◆ SET PROBLEM:
Render the entire listing below as a JSON list of strings, with one string per line and blank lines omitted. Leave the pictures out of your answer.

◆ RAW DATA:
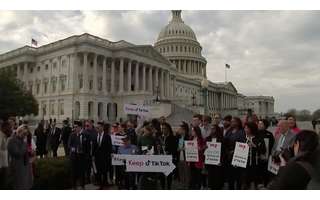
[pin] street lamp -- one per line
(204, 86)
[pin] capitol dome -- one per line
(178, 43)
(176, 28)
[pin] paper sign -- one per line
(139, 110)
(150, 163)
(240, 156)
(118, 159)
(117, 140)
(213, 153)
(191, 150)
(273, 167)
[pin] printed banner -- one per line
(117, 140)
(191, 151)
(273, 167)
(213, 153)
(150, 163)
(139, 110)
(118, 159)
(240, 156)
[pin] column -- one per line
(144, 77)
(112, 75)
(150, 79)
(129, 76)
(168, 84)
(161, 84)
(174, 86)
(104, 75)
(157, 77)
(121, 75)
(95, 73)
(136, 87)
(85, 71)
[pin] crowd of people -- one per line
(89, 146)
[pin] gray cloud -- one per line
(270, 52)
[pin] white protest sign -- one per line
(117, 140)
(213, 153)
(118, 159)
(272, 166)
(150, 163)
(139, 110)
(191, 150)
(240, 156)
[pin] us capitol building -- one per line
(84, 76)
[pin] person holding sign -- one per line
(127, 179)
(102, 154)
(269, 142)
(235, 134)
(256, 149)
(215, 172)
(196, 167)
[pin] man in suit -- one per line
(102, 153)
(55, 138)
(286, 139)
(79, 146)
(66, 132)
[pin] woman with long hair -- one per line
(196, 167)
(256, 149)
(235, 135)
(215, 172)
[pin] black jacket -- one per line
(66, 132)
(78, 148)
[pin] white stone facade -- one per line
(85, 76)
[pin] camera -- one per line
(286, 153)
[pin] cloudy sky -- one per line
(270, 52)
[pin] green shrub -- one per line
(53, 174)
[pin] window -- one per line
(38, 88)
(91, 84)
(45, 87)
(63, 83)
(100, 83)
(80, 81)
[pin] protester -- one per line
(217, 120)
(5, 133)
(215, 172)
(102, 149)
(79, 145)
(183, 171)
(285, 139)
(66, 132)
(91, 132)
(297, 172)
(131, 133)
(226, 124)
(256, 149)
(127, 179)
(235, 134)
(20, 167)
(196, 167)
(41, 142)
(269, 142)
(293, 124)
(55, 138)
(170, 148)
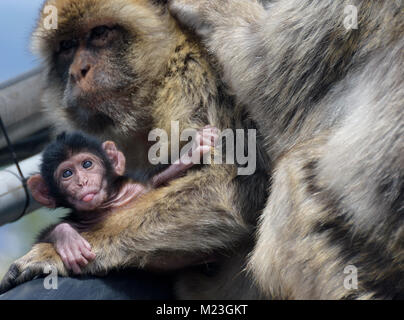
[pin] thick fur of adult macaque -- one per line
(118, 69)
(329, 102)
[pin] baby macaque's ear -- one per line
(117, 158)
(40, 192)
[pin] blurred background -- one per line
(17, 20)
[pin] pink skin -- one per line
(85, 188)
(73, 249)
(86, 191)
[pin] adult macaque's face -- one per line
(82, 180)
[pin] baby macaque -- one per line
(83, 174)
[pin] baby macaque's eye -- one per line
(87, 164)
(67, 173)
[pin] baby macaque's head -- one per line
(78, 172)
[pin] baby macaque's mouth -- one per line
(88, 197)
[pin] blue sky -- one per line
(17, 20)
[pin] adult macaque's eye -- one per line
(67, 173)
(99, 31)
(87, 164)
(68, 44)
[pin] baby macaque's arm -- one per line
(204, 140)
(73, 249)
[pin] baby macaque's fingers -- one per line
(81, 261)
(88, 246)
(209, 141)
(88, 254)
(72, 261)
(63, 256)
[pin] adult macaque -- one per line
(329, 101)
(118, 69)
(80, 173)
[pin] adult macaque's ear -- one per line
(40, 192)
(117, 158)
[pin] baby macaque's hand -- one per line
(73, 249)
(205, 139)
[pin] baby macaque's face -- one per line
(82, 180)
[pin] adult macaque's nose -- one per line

◆ CORRECT RESULT:
[
  "[pin] street lamp -- one per line",
  "(204, 86)",
  "[pin] capitol dome -- one per line",
  "(178, 43)",
  "(176, 28)",
  "[pin] paper sign -- one per line",
  "(139, 110)",
  "(150, 163)",
  "(240, 156)",
  "(118, 159)",
  "(117, 140)",
  "(213, 153)",
  "(191, 150)",
  "(273, 167)",
  "[pin] printed banner -- one per line",
  "(117, 140)",
  "(191, 151)",
  "(273, 167)",
  "(213, 153)",
  "(150, 163)",
  "(139, 110)",
  "(118, 159)",
  "(240, 156)",
  "[pin] column -- one per line",
  "(144, 77)",
  "(112, 75)",
  "(150, 79)",
  "(129, 76)",
  "(168, 84)",
  "(161, 84)",
  "(174, 86)",
  "(104, 75)",
  "(157, 77)",
  "(121, 75)",
  "(95, 73)",
  "(136, 87)",
  "(85, 71)",
  "[pin] crowd of people -- one per line",
  "(89, 146)",
  "[pin] gray cloud -- one per line",
  "(270, 52)",
  "[pin] white protest sign -- one per line",
  "(117, 140)",
  "(213, 153)",
  "(118, 159)",
  "(272, 166)",
  "(150, 163)",
  "(139, 110)",
  "(191, 150)",
  "(240, 156)",
  "[pin] us capitol building -- one per line",
  "(84, 76)",
  "[pin] person holding sign -- one per line",
  "(127, 179)",
  "(102, 154)",
  "(269, 142)",
  "(235, 134)",
  "(256, 149)",
  "(215, 172)",
  "(196, 167)",
  "[pin] man in suit -- one per line",
  "(102, 153)",
  "(55, 138)",
  "(286, 139)",
  "(79, 146)",
  "(66, 132)",
  "[pin] woman with long hair -- one per line",
  "(196, 167)",
  "(256, 149)",
  "(235, 135)",
  "(215, 172)",
  "[pin] black jacket -- one per line",
  "(66, 132)",
  "(78, 148)",
  "[pin] white stone facade -- one per line",
  "(85, 76)",
  "[pin] camera -- one per line",
  "(286, 153)",
  "[pin] cloudy sky -- one per line",
  "(270, 52)",
  "[pin] green shrub -- one per line",
  "(53, 174)",
  "[pin] window -- one per line",
  "(38, 88)",
  "(91, 84)",
  "(45, 87)",
  "(63, 83)",
  "(100, 83)",
  "(80, 81)",
  "[pin] protester -- one per line",
  "(217, 120)",
  "(5, 133)",
  "(215, 172)",
  "(102, 149)",
  "(79, 145)",
  "(183, 171)",
  "(285, 139)",
  "(66, 132)",
  "(91, 132)",
  "(297, 172)",
  "(131, 133)",
  "(226, 124)",
  "(256, 149)",
  "(127, 179)",
  "(235, 134)",
  "(20, 167)",
  "(196, 167)",
  "(41, 142)",
  "(269, 142)",
  "(293, 124)",
  "(55, 138)",
  "(170, 148)",
  "[pin] thick fur of adult macaque -- one per line",
  "(118, 69)",
  "(329, 102)",
  "[pin] baby macaque's ear -- one per line",
  "(117, 158)",
  "(40, 192)",
  "[pin] blurred background -- one per line",
  "(17, 20)",
  "[pin] pink skin -- one per line",
  "(85, 188)",
  "(73, 249)",
  "(86, 191)",
  "[pin] adult macaque's face -- one per line",
  "(82, 180)",
  "[pin] baby macaque -- one per line",
  "(83, 174)",
  "[pin] baby macaque's eye -- one per line",
  "(87, 164)",
  "(67, 173)",
  "[pin] baby macaque's head -- one per line",
  "(78, 172)",
  "[pin] baby macaque's mouth -- one per line",
  "(88, 197)",
  "[pin] blue sky -- one per line",
  "(17, 20)",
  "[pin] adult macaque's eye -- one per line",
  "(67, 173)",
  "(99, 31)",
  "(87, 164)",
  "(68, 44)",
  "[pin] baby macaque's arm -- one per line",
  "(204, 140)",
  "(73, 249)",
  "[pin] baby macaque's fingers -- one per line",
  "(81, 261)",
  "(88, 246)",
  "(209, 141)",
  "(88, 254)",
  "(72, 261)",
  "(63, 256)",
  "[pin] adult macaque -- one per line",
  "(329, 101)",
  "(118, 69)",
  "(80, 173)",
  "[pin] adult macaque's ear -- one per line",
  "(40, 192)",
  "(117, 158)",
  "[pin] baby macaque's hand -- one per line",
  "(73, 249)",
  "(205, 139)",
  "[pin] baby macaque's face -- one per line",
  "(82, 180)",
  "[pin] adult macaque's nose -- one per line"
]